O G-4, grupo constituído pelo Brasil, Japão, Alemanha e Índia, decidiu apressar o processo de reforma da Organização das Nações Unidas (ONU) e, no final do mês passado, apresentou à Assembléia Geral um projeto de resolução que amplia o Conselho de Segurança (CS), com a criação de seis cadeiras permanentes e quatro não permanentes. O secretário-geral Kofi Annan, quando há meses apresentou um amplo programa de reforma da ONU, pediu aos Estados membros que tomassem uma decisão a respeito do Conselho de Segurança até setembro. O G-4 quer antecipar o cronograma e a ordem dos debates. Quer, primeiro, discutir o controvertido problema da expansão do Conselho de Segurança - o que muitos países acreditam que poderá levar a reforma ao impasse, se não houver consenso sobre o CS - e que o debate não passe de junho, para que em julho a Assembléia Geral já tenha decidido sobre o modelo de ampliação. O G-4 precipitou a discussão do problema e, com isso, precipitou, também, as reações contra o chamado Modelo A, ou seja, a expansão do Conselho de Segurança pela criação de seis cadeiras permanentes, que seriam ocupadas pelo Brasil, Alemanha, Japão e Índia e dois países africanos.

O Grupo Unindo pelo Consenso, formado pela Itália, Argentina, México, Coréia do Sul, Paquistão e China, tem estado ativo, expondo as razões pelas quais não aceita o Modelo A. No mês passado, num encontro realizado na sede da ONU, o Grupo reuniu representantes de 119 países, dos 191 que compõem a ONU. Se esses 119 países votassem em bloco, derrotariam o projeto de resolução do G-4. Se for conseguida a adesão de mais 8 países e o bloco votar coeso, poderá aprovar o Modelo B, que prevê a expansão do Conselho de Segurança pela criação de cadeiras não permanentes.

Mas a manifestação do Grupo Unindo pelo Consenso não foi a mais importante. A China, um dos cinco países com poder de veto no Conselho de Segurança, anunciou da maneira mais enfática possível que não aceitará a aprovação do Modelo A. Se o projeto for ao Conselho de Segurança, a China o vetará; se for aprovado pela Assembléia Geral, o Congresso chinês não ratificará a mudança na Carta da ONU.

Antes de tornar pública sua posição, o governo de Pequim havia pedido aos outros membros permanentes do Conselho de Segurança que se abstivessem de apoiar publicamente a candidatura de qualquer postulante a um lugar permanente no Conselho de Segurança. E foi atendido. E, com isso, ficou explícito apenas o apoio dos Estados Unidos ao Japão, manifestado na mesma ocasião em que a Casa Branca fez reparos à candidatura da Alemanha.
________________
§ **PROBLEMA PROPOSTO 1**
De acordo com o texto sobre a reforma do Conselho de Segurança da ONU, quantos países estiveram representados no encontro que o Grupo Unindo pelo Consenso realizou na sede da ONU?
§ **PROBLEMA PROPOSTO 2**
Liste todos os países que, segundo o texto sobre a reforma do Conselho de Segurança da ONU, formam o Grupo Unindo pelo Consenso.
§ **PROBLEMA PROPOSTO 3**
Prossiga com o texto sobre a reforma do Conselho de Segurança da ONU, começando logo após a última frase apresentada.
________________
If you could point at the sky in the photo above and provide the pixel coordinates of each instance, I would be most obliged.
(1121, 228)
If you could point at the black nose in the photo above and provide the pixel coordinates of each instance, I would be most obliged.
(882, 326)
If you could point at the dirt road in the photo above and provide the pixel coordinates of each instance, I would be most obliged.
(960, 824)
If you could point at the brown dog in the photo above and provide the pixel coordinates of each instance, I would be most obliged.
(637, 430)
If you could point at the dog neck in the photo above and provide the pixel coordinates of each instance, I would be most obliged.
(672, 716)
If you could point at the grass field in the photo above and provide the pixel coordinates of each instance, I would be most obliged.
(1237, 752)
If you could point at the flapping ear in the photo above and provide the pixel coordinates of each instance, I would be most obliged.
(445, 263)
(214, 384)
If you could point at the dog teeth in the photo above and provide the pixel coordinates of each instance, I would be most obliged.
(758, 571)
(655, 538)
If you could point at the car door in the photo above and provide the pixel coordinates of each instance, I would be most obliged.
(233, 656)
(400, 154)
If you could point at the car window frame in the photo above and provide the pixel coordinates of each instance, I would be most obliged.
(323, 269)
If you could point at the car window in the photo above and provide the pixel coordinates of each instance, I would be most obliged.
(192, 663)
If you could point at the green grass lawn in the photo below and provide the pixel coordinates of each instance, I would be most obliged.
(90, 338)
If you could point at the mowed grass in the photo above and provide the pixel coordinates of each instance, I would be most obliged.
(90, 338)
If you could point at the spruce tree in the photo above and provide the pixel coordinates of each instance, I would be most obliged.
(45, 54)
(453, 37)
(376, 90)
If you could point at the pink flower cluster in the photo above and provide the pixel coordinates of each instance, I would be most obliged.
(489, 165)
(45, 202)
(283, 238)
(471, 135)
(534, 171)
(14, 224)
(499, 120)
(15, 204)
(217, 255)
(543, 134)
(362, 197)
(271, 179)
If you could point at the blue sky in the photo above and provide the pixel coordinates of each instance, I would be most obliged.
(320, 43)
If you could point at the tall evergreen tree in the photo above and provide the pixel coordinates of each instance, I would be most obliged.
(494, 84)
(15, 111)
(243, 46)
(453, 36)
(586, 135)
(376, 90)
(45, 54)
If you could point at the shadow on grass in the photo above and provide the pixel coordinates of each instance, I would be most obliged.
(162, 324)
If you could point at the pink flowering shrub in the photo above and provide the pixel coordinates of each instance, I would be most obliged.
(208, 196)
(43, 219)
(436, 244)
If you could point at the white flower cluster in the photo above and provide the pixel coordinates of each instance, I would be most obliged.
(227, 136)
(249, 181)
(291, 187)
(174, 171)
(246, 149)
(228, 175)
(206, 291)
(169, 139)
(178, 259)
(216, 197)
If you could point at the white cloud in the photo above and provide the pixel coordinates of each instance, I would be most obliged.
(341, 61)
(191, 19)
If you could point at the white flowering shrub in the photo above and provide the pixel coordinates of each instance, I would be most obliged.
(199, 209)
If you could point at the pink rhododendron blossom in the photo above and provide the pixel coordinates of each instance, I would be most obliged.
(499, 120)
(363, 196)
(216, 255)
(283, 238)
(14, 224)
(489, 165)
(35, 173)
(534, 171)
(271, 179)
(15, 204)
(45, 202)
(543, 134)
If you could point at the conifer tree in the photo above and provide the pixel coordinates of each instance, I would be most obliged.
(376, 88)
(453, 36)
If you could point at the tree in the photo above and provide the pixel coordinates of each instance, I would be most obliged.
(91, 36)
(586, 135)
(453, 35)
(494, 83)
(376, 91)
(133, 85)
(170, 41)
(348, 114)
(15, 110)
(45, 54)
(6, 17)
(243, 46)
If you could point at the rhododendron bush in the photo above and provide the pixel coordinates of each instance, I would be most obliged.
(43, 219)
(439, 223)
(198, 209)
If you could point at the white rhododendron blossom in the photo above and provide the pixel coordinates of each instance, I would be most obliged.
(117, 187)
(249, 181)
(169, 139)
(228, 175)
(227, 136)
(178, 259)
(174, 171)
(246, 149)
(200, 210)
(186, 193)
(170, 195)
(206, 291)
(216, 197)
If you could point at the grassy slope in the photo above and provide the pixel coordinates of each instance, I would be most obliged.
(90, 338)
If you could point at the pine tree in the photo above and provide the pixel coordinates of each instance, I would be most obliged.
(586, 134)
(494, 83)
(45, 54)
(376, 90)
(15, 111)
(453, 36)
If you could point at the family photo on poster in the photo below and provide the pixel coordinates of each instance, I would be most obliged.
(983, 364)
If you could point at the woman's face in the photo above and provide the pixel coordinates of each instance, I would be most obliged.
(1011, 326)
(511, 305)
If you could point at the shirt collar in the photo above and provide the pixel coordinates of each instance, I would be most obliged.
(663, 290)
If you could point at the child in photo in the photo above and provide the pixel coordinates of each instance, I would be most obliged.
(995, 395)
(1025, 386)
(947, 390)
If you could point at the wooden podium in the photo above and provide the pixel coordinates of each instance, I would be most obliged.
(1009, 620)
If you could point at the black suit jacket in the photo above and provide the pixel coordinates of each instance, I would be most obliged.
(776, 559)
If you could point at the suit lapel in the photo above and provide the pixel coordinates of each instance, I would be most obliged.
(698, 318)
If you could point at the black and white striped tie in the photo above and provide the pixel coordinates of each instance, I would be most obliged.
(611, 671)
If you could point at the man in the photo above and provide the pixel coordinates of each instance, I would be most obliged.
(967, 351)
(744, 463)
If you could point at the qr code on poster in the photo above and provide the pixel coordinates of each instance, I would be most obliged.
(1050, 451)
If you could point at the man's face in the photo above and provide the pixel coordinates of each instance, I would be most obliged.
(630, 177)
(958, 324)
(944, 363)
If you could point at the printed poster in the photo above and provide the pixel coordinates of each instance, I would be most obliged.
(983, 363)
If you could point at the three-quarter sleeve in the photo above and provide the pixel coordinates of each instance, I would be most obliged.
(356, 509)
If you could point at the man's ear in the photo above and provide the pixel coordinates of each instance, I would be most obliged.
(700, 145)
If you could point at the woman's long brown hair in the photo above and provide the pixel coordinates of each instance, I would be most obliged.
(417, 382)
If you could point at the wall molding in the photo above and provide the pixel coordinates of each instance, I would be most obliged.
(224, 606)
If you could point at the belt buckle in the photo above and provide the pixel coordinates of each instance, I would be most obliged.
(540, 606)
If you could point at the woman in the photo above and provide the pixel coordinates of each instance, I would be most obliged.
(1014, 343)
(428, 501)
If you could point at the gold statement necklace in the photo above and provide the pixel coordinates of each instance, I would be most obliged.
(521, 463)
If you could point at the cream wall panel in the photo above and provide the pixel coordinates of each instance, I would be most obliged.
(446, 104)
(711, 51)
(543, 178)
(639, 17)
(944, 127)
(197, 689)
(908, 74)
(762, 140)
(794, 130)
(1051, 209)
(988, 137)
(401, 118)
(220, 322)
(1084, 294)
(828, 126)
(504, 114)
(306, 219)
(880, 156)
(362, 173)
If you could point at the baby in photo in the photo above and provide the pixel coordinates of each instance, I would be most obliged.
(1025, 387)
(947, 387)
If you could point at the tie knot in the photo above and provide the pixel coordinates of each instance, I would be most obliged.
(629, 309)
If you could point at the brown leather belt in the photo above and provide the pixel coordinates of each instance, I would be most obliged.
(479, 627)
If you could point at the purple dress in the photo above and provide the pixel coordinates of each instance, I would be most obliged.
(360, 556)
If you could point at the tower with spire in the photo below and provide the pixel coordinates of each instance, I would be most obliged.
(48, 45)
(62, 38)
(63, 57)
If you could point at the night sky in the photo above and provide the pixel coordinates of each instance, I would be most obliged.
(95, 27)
________________
§ **RESULTADO FINAL 1**
119 países, dos 191 que compõem a ONU.

§ **RESULTADO FINAL 2**
Itália, Argentina, México, Coréia do Sul, Paquistão e China.

§ **RESULTADO FINAL 3**
Mais que apoios às candidaturas do G-4, há vetos cruzados. Os Estados Unidos rejeitam a candidatura da Alemanha e não se pronunciam sobre as do Brasil e da Índia. A Coréia do Sul se opõe ao Japão. O México se opõe ao Modelo A e o efeito prático dessa posição de princípio é que rejeita as candidaturas do G-4. A Argentina tem a mesma posição do México, mas é explícita na oposição à candidatura brasileira. O Paquistão não quer a Índia no Conselho de Segurança, permanentemente. E por aí vai.

Por fazer da obtenção de um lugar permanente no Conselho de Segurança a meta principal da política externa - sem considerar devidamente, primeiro, as dificuldades de aprovação de um projeto de reforma do Conselho de Segurança que amplie o número de membros permanentes, mesmo que sem direito a veto, e, depois, as disputas regionais e históricas que certamente se refletiriam no jogo de apoios e vetos às candidaturas -, o governo brasileiro foi atingido em cheio pela reação da China e do Grupo Unindo para o Consenso.

Ficou evidente, acima de qualquer dúvida, que as veleidades de liderança regional do Brasil não se traduzirão em votos na Assembléia Geral da ONU. México, Colômbia, Argentina e Uruguai são alguns dos países da região que não apoiarão o Brasil.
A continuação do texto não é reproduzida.